> _Problem_
Look through the entries that follow and return each line that has the string "deck".

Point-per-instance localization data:
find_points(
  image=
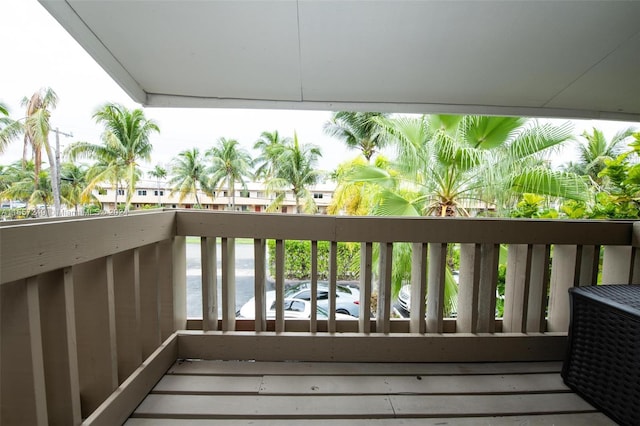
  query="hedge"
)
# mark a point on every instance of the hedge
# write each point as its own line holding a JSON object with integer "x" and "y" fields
{"x": 297, "y": 260}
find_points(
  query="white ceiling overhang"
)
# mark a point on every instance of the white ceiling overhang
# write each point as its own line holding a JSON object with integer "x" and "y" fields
{"x": 576, "y": 59}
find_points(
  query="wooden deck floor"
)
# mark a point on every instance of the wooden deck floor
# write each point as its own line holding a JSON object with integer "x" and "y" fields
{"x": 232, "y": 393}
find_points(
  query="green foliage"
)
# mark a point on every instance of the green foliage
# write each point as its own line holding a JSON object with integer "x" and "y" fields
{"x": 502, "y": 279}
{"x": 92, "y": 209}
{"x": 532, "y": 206}
{"x": 297, "y": 260}
{"x": 17, "y": 213}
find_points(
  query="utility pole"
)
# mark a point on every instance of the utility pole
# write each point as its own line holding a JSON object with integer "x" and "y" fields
{"x": 56, "y": 197}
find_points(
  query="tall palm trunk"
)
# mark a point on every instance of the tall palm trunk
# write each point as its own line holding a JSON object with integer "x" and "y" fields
{"x": 195, "y": 192}
{"x": 53, "y": 172}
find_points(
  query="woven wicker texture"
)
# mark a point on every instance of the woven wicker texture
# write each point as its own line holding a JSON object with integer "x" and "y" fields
{"x": 603, "y": 364}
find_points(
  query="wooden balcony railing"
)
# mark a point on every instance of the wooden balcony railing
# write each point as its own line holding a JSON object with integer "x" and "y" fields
{"x": 93, "y": 310}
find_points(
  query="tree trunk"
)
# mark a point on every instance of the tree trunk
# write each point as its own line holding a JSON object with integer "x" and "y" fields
{"x": 53, "y": 173}
{"x": 116, "y": 199}
{"x": 232, "y": 188}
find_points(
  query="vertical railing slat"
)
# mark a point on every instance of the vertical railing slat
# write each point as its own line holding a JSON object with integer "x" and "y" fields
{"x": 635, "y": 273}
{"x": 279, "y": 286}
{"x": 418, "y": 308}
{"x": 209, "y": 264}
{"x": 617, "y": 265}
{"x": 489, "y": 258}
{"x": 228, "y": 284}
{"x": 383, "y": 317}
{"x": 165, "y": 267}
{"x": 565, "y": 267}
{"x": 111, "y": 309}
{"x": 538, "y": 289}
{"x": 259, "y": 287}
{"x": 589, "y": 265}
{"x": 313, "y": 322}
{"x": 72, "y": 347}
{"x": 364, "y": 320}
{"x": 467, "y": 321}
{"x": 58, "y": 348}
{"x": 435, "y": 286}
{"x": 97, "y": 347}
{"x": 126, "y": 286}
{"x": 635, "y": 241}
{"x": 37, "y": 358}
{"x": 516, "y": 293}
{"x": 149, "y": 299}
{"x": 179, "y": 288}
{"x": 333, "y": 285}
{"x": 18, "y": 392}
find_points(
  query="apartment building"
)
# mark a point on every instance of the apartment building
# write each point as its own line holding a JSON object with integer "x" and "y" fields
{"x": 253, "y": 198}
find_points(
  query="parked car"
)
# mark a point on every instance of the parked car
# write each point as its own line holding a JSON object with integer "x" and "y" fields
{"x": 404, "y": 297}
{"x": 347, "y": 298}
{"x": 301, "y": 309}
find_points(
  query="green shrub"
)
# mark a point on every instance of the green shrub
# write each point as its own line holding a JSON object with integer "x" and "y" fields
{"x": 297, "y": 260}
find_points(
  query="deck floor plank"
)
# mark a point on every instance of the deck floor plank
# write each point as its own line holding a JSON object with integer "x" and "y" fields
{"x": 236, "y": 368}
{"x": 230, "y": 406}
{"x": 471, "y": 384}
{"x": 235, "y": 393}
{"x": 208, "y": 384}
{"x": 591, "y": 419}
{"x": 360, "y": 406}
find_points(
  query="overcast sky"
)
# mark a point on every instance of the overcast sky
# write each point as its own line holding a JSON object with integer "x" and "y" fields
{"x": 37, "y": 52}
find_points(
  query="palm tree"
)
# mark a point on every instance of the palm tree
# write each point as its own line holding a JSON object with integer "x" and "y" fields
{"x": 23, "y": 186}
{"x": 36, "y": 134}
{"x": 125, "y": 141}
{"x": 597, "y": 149}
{"x": 295, "y": 169}
{"x": 9, "y": 128}
{"x": 269, "y": 145}
{"x": 447, "y": 162}
{"x": 358, "y": 130}
{"x": 230, "y": 163}
{"x": 73, "y": 186}
{"x": 188, "y": 172}
{"x": 159, "y": 173}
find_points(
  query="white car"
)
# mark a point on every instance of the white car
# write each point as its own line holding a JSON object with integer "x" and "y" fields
{"x": 347, "y": 299}
{"x": 301, "y": 309}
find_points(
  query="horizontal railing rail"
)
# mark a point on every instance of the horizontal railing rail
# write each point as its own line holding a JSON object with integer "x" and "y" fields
{"x": 86, "y": 303}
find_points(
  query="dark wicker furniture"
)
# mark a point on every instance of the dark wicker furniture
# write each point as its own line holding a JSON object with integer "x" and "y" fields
{"x": 603, "y": 357}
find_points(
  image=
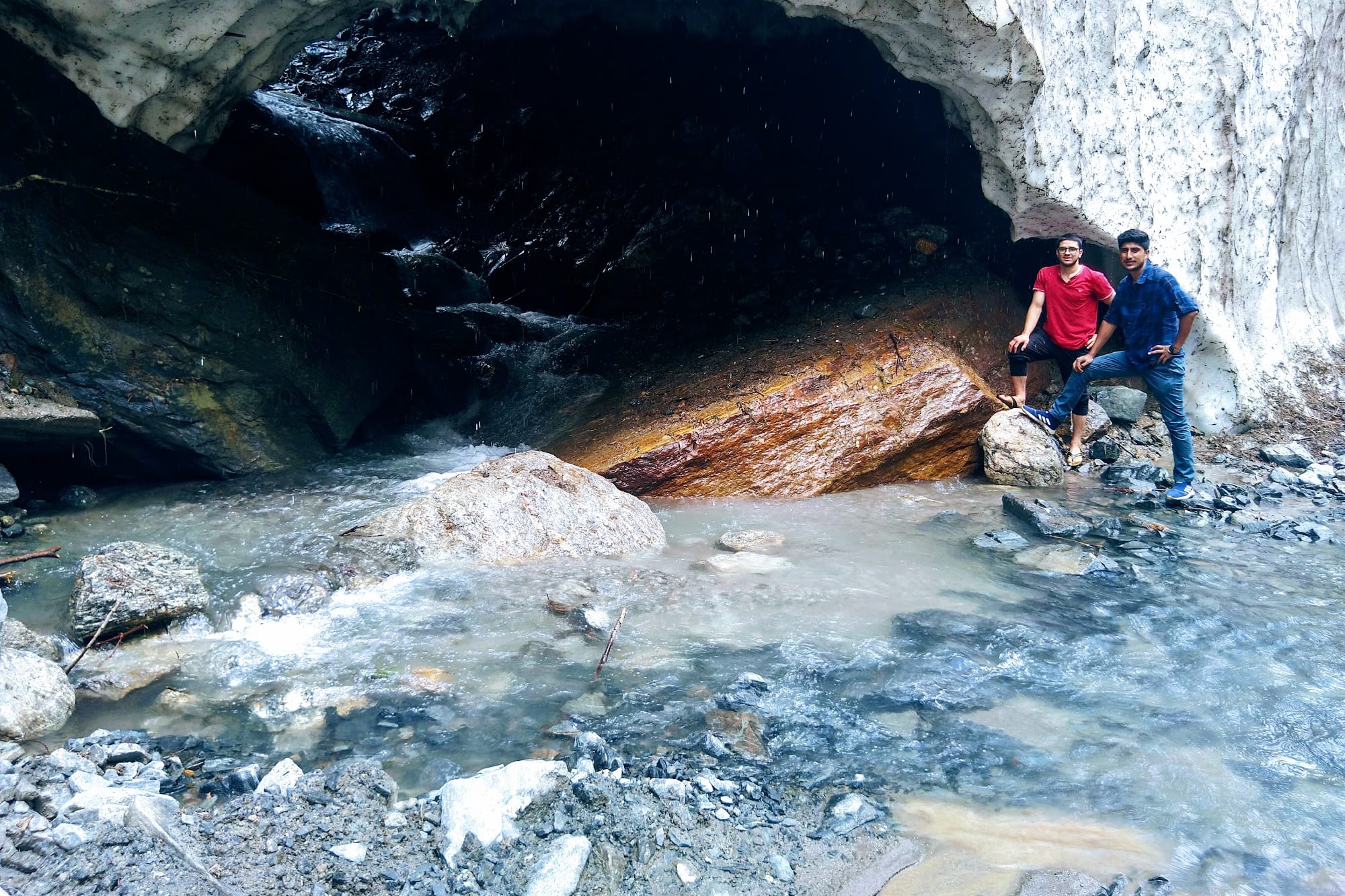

> _The answer_
  query="wooden deck floor"
# mark a point on every instance of the wooden deck floor
  query="deck floor plank"
# mark a point on every instance of the deck floor plank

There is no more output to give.